PAGE EXTRACT:
....................

The One with the King's Castles: Hohenschwangau and Neuschwanstein

Monday, October 28, 2013

Ever since we learned we were moving to Germany people kept telling us we HAD to go see Neuschwanstein Castle. I'm a big fan of castles, always have been, so I was super excited when we planned this trip to southern Bavaria. We left the hotel at 7am in search of breakfast and to get to our tour on time. We drove through the gorgeous Alps in Austria.

We found a McDonald's in Füssen and ordered at the drive-thru but they never came to the window to take our money. We just sat there at the open window for literally 10 minutes. No one ever acknowledged us. It was so weird! So we left and got some muffins and soft pretzels at the bakery at the ticket office.

And then, we rounded a corner, and THERE IT WAS - NEUSCHWANSTEIN CASTLE! In all its glory! What a sight to behold! Pictures will never do this thing justice. Today, with 1.3 million visitors per year, Neuschwanstein is one of the most popular tourist destinations in Europe.

....................

STORED DATA:
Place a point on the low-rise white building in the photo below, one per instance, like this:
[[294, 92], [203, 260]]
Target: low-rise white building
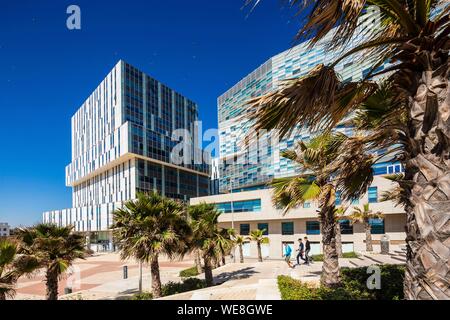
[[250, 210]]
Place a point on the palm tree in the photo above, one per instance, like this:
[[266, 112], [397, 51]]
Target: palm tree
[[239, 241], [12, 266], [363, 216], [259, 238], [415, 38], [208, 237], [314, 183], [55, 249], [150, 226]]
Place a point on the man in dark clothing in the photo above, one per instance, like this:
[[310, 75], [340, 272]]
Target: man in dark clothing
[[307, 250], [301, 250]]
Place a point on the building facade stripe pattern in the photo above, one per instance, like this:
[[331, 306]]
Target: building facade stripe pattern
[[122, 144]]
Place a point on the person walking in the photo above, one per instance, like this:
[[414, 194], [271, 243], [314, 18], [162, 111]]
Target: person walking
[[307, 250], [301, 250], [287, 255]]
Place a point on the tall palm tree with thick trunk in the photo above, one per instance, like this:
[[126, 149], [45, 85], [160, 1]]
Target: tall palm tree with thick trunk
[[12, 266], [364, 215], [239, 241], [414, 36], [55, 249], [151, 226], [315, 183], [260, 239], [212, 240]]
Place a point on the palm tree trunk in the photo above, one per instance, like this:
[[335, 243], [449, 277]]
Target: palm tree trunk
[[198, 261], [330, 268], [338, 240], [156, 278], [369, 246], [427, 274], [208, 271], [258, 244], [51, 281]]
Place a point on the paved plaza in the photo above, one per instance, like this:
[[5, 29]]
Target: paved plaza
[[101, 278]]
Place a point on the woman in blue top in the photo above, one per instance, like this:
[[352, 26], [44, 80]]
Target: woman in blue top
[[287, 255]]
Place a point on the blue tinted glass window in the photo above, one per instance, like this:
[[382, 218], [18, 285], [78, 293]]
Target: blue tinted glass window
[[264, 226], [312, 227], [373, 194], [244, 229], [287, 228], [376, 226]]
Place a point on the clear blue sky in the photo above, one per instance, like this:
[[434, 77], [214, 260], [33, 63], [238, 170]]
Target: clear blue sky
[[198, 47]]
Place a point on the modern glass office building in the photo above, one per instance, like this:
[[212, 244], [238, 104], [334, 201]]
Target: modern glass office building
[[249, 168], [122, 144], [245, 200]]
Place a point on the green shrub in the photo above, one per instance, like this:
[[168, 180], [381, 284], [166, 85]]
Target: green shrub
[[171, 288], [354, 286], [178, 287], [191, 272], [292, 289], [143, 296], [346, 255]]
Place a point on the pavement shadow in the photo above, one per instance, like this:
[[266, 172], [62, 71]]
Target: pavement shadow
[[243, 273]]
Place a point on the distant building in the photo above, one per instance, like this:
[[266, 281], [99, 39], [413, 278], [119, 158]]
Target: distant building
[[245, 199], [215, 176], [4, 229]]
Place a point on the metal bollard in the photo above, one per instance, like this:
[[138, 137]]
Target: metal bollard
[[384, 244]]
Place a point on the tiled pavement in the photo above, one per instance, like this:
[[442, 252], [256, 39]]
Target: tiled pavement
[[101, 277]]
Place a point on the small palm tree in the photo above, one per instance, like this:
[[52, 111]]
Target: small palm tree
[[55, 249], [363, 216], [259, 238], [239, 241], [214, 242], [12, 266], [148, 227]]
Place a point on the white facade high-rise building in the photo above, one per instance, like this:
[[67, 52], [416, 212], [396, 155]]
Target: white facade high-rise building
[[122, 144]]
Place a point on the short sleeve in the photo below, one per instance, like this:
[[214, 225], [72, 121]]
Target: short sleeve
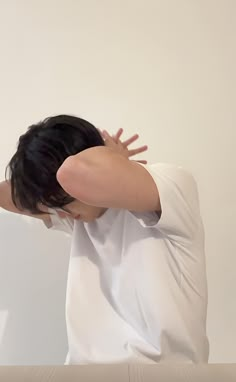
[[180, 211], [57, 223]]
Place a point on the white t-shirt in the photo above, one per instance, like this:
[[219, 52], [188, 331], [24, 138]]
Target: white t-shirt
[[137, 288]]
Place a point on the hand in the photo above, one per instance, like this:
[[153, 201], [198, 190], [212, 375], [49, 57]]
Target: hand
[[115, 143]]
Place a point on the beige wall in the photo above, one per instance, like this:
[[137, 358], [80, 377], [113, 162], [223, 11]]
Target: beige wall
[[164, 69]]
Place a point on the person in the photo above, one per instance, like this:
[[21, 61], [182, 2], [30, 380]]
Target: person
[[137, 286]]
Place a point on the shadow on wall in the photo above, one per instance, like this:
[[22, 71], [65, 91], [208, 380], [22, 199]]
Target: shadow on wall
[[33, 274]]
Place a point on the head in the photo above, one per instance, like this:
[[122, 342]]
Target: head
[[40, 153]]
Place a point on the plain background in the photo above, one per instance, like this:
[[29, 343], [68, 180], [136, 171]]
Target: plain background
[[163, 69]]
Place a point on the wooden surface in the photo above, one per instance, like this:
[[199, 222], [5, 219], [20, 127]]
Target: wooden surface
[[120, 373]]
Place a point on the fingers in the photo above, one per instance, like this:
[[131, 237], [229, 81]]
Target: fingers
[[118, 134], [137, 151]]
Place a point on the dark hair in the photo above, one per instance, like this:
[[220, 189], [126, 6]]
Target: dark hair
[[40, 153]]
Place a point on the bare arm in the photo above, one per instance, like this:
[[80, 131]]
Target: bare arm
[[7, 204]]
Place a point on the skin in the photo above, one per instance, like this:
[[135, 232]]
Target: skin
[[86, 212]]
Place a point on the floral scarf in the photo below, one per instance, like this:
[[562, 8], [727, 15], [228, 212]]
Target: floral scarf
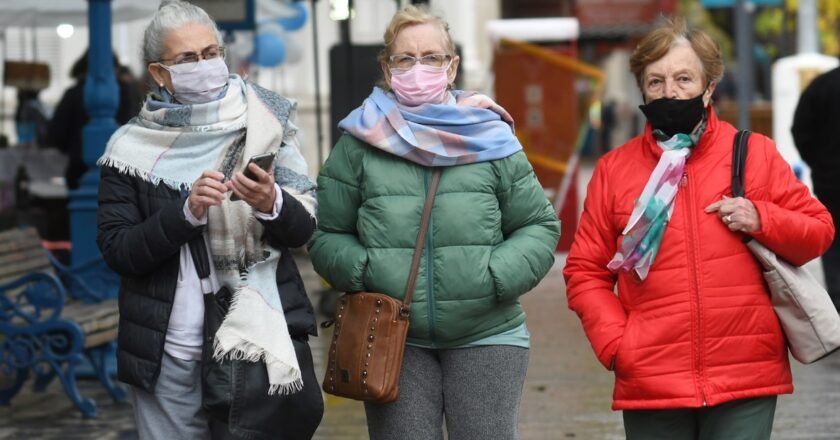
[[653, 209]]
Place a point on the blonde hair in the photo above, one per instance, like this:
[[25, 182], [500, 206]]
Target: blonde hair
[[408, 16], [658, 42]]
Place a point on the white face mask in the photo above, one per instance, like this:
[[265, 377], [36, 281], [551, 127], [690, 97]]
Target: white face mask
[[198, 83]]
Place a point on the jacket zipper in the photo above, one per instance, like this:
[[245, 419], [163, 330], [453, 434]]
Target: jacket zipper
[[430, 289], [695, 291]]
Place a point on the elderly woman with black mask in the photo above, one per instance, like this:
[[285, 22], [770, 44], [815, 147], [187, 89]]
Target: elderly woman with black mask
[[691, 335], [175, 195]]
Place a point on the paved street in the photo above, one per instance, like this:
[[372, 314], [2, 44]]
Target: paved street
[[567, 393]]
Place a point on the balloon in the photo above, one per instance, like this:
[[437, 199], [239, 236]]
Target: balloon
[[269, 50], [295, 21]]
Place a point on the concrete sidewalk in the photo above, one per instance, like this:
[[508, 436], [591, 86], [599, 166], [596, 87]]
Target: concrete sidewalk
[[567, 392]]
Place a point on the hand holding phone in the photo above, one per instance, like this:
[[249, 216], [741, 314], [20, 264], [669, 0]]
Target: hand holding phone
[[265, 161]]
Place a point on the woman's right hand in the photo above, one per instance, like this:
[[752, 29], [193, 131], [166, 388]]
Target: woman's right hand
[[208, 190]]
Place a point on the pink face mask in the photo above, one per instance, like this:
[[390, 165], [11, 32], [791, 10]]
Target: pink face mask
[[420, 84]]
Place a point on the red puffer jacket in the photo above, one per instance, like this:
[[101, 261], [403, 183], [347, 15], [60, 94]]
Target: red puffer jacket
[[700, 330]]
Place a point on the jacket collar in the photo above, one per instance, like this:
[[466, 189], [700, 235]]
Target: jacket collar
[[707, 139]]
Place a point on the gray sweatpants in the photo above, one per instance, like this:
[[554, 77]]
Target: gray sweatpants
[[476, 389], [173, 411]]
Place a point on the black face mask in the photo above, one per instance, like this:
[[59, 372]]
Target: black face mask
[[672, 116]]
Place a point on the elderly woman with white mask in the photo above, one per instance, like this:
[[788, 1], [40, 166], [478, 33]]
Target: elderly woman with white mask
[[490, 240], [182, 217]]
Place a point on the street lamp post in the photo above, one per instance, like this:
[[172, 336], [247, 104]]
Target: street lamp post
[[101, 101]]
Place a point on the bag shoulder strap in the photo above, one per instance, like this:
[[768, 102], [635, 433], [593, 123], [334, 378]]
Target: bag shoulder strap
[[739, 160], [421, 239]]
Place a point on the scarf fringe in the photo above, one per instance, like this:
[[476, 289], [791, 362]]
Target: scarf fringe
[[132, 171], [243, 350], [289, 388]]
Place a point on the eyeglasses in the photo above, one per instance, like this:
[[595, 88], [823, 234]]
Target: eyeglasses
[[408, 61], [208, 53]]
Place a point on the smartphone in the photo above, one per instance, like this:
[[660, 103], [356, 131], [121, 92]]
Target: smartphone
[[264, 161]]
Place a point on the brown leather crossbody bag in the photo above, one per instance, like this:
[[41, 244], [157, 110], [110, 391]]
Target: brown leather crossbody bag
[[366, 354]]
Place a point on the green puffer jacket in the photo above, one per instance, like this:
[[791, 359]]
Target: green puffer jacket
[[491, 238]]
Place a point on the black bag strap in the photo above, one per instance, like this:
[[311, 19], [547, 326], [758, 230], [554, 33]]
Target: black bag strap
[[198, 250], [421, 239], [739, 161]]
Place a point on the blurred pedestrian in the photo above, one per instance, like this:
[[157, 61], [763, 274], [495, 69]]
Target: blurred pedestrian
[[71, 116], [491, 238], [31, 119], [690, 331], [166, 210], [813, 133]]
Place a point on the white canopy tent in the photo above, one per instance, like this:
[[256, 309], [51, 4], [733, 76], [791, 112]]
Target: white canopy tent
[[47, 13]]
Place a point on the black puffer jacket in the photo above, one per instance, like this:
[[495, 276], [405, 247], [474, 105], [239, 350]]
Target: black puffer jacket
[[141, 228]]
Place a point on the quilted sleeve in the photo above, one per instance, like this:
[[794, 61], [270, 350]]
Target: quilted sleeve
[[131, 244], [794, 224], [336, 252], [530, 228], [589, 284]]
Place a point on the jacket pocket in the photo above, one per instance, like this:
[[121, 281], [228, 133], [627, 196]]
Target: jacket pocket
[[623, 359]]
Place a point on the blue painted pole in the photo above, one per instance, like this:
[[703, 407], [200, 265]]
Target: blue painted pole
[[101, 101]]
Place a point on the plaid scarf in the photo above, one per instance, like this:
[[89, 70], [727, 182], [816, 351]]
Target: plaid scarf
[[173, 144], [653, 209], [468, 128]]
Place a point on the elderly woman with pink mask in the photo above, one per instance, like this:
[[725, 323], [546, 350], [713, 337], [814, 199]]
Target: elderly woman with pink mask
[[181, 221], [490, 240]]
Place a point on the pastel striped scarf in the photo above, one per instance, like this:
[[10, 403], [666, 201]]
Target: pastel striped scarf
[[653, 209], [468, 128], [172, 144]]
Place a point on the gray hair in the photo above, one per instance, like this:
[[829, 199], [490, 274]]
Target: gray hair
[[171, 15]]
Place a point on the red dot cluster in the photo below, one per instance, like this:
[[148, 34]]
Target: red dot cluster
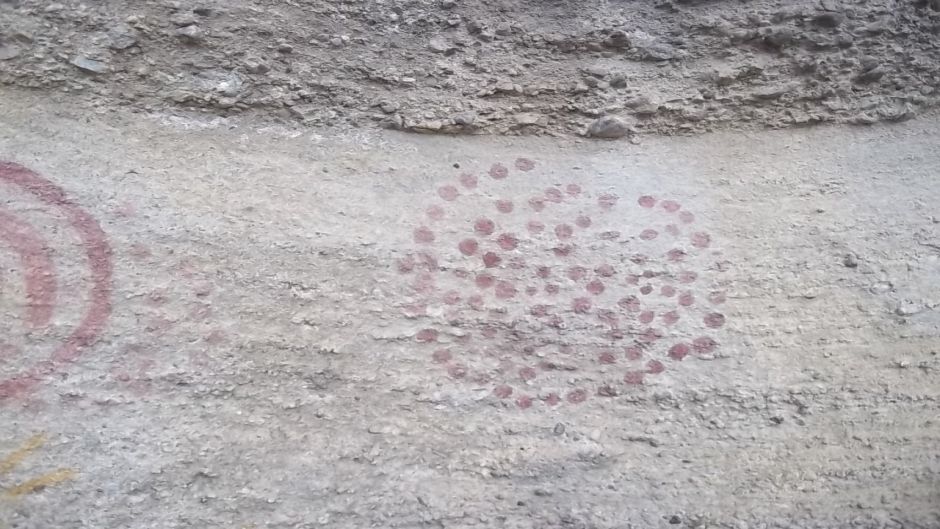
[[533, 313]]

....................

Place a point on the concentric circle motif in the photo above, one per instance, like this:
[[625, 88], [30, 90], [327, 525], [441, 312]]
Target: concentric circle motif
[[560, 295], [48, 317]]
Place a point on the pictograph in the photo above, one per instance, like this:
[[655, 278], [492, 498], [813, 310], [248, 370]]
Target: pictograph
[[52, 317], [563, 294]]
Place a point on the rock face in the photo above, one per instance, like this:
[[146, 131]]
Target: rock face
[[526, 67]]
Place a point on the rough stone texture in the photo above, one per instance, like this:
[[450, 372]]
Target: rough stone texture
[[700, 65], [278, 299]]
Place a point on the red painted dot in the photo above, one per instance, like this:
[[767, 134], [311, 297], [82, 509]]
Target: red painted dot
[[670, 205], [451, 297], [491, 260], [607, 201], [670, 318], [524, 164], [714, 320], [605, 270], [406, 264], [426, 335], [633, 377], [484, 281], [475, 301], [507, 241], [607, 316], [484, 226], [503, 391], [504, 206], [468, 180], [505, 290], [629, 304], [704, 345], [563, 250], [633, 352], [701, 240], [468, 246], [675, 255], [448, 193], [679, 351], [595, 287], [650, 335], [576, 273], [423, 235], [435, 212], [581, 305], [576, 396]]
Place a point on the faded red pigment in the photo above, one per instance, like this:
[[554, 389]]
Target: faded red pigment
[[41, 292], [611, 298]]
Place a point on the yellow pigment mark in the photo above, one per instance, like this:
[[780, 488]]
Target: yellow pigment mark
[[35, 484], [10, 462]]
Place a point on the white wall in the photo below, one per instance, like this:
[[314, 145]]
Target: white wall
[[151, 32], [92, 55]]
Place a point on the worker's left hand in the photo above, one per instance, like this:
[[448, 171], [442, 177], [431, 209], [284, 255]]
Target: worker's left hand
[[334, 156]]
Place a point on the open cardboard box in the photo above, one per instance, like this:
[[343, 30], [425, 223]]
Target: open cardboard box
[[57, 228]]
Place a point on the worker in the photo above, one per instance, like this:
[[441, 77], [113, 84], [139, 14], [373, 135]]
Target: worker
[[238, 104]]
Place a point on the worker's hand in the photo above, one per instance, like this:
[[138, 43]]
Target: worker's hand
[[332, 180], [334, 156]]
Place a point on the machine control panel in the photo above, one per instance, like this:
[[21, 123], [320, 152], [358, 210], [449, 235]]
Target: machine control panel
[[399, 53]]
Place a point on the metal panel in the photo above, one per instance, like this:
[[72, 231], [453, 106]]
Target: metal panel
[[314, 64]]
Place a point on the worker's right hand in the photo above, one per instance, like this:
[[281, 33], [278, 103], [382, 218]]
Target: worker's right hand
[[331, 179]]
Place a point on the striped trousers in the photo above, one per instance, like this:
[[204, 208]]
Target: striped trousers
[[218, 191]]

....................

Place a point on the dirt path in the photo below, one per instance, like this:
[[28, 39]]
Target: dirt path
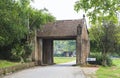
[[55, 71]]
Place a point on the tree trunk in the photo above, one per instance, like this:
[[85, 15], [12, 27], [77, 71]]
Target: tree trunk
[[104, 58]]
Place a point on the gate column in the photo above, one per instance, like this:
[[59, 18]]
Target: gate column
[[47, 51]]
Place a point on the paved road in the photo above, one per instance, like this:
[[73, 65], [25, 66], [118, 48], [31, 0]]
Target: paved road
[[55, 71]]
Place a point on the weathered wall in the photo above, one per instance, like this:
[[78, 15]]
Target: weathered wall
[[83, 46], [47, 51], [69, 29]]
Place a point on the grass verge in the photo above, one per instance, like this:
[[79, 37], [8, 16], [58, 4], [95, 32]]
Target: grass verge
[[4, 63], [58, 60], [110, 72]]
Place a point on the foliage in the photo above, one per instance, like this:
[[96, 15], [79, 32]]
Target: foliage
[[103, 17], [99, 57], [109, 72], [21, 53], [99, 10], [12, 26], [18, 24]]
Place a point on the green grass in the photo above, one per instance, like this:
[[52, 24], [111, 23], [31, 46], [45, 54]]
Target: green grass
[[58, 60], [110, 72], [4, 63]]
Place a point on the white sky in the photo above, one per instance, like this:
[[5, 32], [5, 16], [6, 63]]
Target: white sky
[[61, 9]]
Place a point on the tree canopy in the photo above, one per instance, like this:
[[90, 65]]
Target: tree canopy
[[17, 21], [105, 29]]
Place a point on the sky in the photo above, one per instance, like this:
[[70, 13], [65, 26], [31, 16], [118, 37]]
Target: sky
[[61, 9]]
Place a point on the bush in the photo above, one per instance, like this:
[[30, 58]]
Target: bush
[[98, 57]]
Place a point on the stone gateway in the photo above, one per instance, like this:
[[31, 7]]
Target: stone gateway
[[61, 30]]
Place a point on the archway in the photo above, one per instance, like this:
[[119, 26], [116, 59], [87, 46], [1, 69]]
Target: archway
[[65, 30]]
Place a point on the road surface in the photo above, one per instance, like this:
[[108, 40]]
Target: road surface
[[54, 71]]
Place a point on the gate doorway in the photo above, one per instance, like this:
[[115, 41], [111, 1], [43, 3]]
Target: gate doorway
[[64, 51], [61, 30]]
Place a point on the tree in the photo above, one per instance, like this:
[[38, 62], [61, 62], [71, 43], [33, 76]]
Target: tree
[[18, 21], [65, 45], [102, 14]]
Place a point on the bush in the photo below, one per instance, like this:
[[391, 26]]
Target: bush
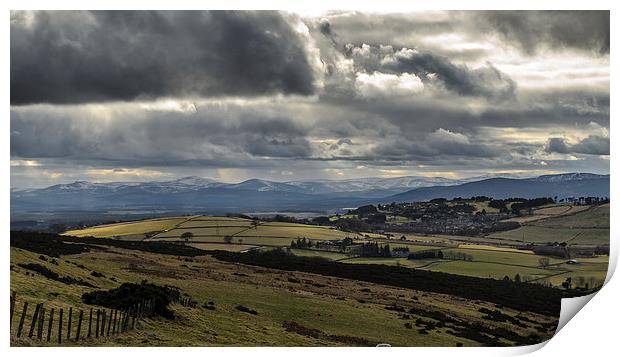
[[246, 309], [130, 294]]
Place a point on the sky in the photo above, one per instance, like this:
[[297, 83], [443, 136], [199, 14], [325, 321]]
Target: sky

....................

INSTRUCTIONS:
(a) In the Neuschwanstein blog post, why did the travelers end up eating at the bakery instead of McDonald's?
(b) Repeat word for word the part of the Neuschwanstein blog post starting at "Ever since we" and ending at "the ticket office.".
The listing has no connection to the Neuschwanstein blog post.

SOLUTIONS BELOW:
(a) At the McDonald's drive-thru in Füssen, no one ever came to the window to take their money, and they sat there for 10 minutes without anyone acknowledging them. So they left and got muffins and soft pretzels at the bakery at the ticket office.

(b)
Ever since we learned we were moving to Germany people kept telling us we HAD to go see Neuschwanstein Castle. I'm a big fan of castles, always have been, so I was super excited when we planned this trip to southern Bavaria. We left the hotel at 7am in search of breakfast and to get to our tour on time. We drove through the gorgeous Alps in Austria.

We found a McDonald's in Füssen and ordered at the drive-thru but they never came to the window to take our money. We just sat there at the open window for literally 10 minutes. No one ever acknowledged us. It was so weird! So we left and got some muffins and soft pretzels at the bakery at the ticket office.